---- Information provided
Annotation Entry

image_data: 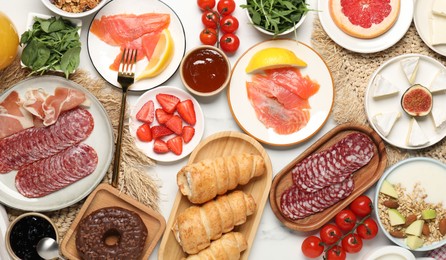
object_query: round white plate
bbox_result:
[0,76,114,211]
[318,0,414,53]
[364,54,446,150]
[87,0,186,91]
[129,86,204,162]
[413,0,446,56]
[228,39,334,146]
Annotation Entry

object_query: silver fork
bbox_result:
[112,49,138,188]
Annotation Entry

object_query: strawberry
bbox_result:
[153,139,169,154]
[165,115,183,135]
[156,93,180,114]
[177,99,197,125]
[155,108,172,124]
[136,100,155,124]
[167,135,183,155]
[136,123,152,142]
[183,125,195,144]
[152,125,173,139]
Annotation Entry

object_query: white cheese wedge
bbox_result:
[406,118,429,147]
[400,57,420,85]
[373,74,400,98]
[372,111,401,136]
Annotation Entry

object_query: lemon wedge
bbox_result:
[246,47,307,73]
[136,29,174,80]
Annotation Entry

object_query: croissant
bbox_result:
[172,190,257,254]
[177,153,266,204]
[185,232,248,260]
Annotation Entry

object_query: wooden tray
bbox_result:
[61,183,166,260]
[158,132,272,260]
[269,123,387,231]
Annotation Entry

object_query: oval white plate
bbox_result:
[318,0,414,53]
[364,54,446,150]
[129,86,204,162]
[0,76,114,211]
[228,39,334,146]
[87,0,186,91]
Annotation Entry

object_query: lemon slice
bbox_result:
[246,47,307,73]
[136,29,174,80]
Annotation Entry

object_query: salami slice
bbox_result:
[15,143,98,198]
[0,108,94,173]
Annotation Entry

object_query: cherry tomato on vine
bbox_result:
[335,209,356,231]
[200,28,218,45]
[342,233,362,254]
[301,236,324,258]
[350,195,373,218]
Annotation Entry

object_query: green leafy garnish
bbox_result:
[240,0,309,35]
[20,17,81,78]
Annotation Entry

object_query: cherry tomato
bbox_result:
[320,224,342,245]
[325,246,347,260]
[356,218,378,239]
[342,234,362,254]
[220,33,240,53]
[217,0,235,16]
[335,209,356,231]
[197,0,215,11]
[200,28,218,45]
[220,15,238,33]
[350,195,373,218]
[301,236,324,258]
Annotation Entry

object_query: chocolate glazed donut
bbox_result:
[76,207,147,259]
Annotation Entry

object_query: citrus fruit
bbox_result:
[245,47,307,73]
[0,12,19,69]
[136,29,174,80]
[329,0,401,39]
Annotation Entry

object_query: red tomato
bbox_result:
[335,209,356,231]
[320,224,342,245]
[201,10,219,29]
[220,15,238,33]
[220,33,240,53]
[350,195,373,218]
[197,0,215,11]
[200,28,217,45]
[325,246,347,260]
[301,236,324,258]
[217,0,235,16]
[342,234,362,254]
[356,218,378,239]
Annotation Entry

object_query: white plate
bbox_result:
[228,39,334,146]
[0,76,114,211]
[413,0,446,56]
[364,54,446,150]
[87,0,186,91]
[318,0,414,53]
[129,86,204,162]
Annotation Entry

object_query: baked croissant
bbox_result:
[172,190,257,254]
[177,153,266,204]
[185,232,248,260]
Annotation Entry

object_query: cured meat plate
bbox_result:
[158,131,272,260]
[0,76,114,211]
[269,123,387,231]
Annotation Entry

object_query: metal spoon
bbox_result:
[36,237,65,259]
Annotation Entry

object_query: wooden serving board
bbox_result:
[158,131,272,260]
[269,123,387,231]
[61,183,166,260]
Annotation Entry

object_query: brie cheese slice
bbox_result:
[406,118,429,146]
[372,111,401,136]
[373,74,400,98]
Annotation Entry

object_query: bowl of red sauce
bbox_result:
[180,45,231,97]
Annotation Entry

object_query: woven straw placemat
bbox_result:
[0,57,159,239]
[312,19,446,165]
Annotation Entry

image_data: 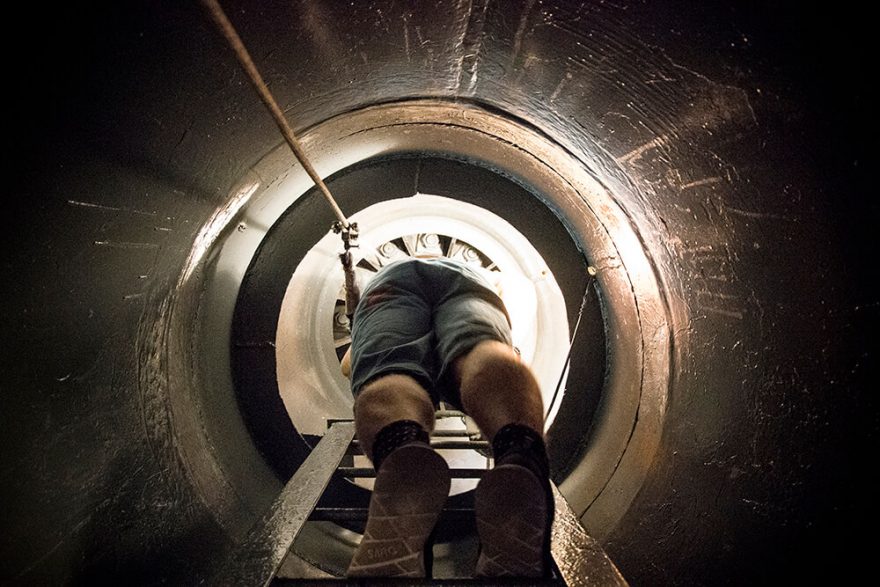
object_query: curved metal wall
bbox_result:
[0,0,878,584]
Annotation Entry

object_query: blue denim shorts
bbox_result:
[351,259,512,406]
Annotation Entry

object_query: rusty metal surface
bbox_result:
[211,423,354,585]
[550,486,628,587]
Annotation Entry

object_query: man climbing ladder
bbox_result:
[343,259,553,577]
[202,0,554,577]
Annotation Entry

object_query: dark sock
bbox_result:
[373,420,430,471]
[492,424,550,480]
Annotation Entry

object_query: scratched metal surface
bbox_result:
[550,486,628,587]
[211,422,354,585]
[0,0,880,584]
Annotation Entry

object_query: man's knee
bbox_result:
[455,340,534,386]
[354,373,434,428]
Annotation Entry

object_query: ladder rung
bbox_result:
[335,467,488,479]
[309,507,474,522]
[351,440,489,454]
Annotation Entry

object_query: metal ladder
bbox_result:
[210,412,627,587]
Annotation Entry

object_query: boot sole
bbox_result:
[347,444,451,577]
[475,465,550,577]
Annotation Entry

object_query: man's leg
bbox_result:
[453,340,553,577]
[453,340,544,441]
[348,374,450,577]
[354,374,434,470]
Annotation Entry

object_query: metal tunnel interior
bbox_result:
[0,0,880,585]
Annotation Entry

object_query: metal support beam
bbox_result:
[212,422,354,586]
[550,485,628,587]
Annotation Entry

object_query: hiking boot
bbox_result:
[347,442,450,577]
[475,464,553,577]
--------
■ **Written problem**
Leave out all images, then reproduce the entries above exactly.

■ **Final result**
Annotation Entry

image_data: 
object_query: round white plate
bbox_result:
[0,76,114,211]
[318,0,414,53]
[364,54,446,150]
[87,0,186,91]
[129,86,204,162]
[413,0,446,56]
[228,39,334,146]
Annotation Entry

object_query: silver fork
bbox_result:
[112,49,138,188]
Annotation Entry

object_query: strawberry
bbox_result:
[153,139,169,154]
[165,115,183,135]
[156,93,180,114]
[177,99,197,125]
[155,108,172,124]
[136,100,155,124]
[167,135,183,155]
[136,123,152,142]
[183,125,195,144]
[152,125,173,139]
Annotation Entry

object_query: white cheese wedge
bbox_result:
[406,118,429,147]
[400,57,420,85]
[373,74,400,98]
[372,111,401,136]
Annotation Entry

object_query: lemon wedge
bbox_result:
[246,47,307,73]
[136,29,174,80]
Annotation Entry

object_query: croissant
bbox_result:
[172,190,257,254]
[177,153,266,204]
[185,232,248,260]
Annotation Entry

object_query: wooden tray
bbox_result:
[61,183,166,260]
[158,132,272,260]
[269,123,387,231]
Annotation Entry

object_query: oval white plate
bbox_result:
[318,0,414,53]
[364,54,446,150]
[129,86,204,162]
[0,76,114,211]
[228,39,334,146]
[87,0,186,91]
Annotation Entry

object_query: lemon slice
bbox_result:
[246,47,307,73]
[136,29,174,80]
Annotation Entry

object_query: salami slice
bbox_result:
[15,143,98,198]
[0,108,94,173]
Annotation Entry

object_query: cherry tomato on vine
bbox_result:
[335,209,356,231]
[200,28,218,45]
[342,233,362,254]
[301,236,324,258]
[350,195,373,218]
Annotation Entry

object_query: green leafy garnish
bbox_result:
[240,0,309,35]
[20,17,81,78]
Annotation Entry

object_query: cherry tomato
bbox_result:
[320,224,342,245]
[325,246,347,260]
[356,218,378,239]
[342,234,362,254]
[220,33,240,53]
[217,0,235,16]
[335,209,356,231]
[197,0,215,11]
[200,28,218,45]
[220,15,238,33]
[350,195,373,218]
[301,236,324,258]
Annotation Entry

object_query: chocolate glazed donut
bbox_result:
[76,207,147,259]
Annotation Entry

object_query: citrus fruit
bbox_result:
[245,47,307,73]
[0,12,19,69]
[136,29,174,80]
[329,0,401,39]
Annotation Entry

object_query: red tomato
bbox_result:
[335,209,356,231]
[320,224,342,245]
[201,10,219,29]
[220,15,238,33]
[220,33,240,53]
[350,195,373,218]
[197,0,215,11]
[200,28,217,45]
[325,246,347,260]
[301,236,324,258]
[217,0,235,16]
[342,234,362,254]
[356,218,378,239]
Annotation Entry

object_query: white plate
bbox_result:
[228,39,334,146]
[0,76,114,211]
[413,0,446,56]
[364,54,446,150]
[87,0,186,91]
[318,0,414,53]
[129,86,204,162]
Annotation Entry

object_query: baked croissant
bbox_result:
[172,190,257,254]
[177,153,266,204]
[185,232,248,260]
Annotation Entry

object_query: cured meat plate
bbox_result:
[158,131,272,260]
[0,76,114,211]
[269,123,387,231]
Annotation Entry

object_query: metal spoon
bbox_result:
[36,237,65,259]
Annotation Entry

object_query: wooden serving board
bbox_result:
[158,131,272,260]
[269,123,387,231]
[61,183,166,260]
Annotation Entry

object_query: brie cheese slice
bbox_result:
[406,118,429,146]
[372,111,401,136]
[373,74,400,98]
Annotation Entry

object_query: bowl of red sauce
bbox_result:
[180,45,231,97]
Annotation Entry

object_query: woven straw placemat
bbox_result:
[0,57,159,239]
[312,19,446,165]
Annotation Entry

image_data: 
object_query: curved metal wall
bbox_result:
[0,0,878,584]
Annotation Entry

object_query: blue denim shorts
bbox_result:
[351,259,512,406]
Annotation Entry

object_query: rusty metal surface
bbox_result:
[211,423,354,585]
[550,486,628,587]
Annotation Entry

object_query: man climbing ladder
bbox_result:
[343,259,553,577]
[202,0,554,577]
Annotation Entry

object_query: dark sock
bbox_result:
[373,420,430,471]
[492,424,550,480]
Annotation Entry

object_query: scratched metal surface
bbox_result:
[550,486,628,587]
[211,422,354,585]
[0,0,880,584]
Annotation Entry

object_query: man's knee
bbox_result:
[455,340,534,386]
[354,373,434,428]
Annotation Entry

object_query: ladder rung
bbox_result:
[335,467,488,479]
[309,507,474,522]
[351,440,489,454]
Annotation Entry

object_query: metal ladder
bbox_result:
[210,412,627,587]
Annotation Entry

object_query: boot sole
bbox_result:
[347,444,451,577]
[475,465,550,577]
Annotation Entry

object_query: man's leg
bbox_result:
[453,340,553,577]
[453,340,544,441]
[348,374,450,577]
[354,374,434,470]
Annotation Entry

object_query: metal tunnel interior
bbox_result:
[0,0,880,585]
Annotation Entry

object_query: metal support beam
bbox_result:
[212,422,354,586]
[550,485,628,587]
Annotation Entry

object_query: hiking boot
bbox_result:
[347,442,450,577]
[475,464,553,577]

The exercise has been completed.